Show every line of the material below that contains the word "instance", treating uppercase and lowercase letters as distinct.

■ PROVIDED DATA ■
==*==

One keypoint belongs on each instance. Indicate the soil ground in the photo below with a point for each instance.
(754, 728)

==*==

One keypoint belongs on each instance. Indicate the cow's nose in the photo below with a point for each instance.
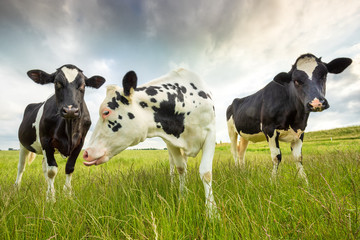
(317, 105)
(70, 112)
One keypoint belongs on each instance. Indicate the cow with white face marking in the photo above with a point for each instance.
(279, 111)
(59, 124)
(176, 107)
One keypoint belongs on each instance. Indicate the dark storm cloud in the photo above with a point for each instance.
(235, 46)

==*==

■ WRITTEN REPLY ■
One keypoint belongs on each instance. Indicate the soil ground in the photo below with a point for each instance.
One keypoint belongs on each instance. Indicate the cow's nose in the photo below with a point for each instance.
One keypoint belongs on each instance. Indicate the cow with white face marking in the photo above with a point for each instance.
One keypoint belongs on each instance. Indicate the dark storm cloud in the photo above with a point for each instance.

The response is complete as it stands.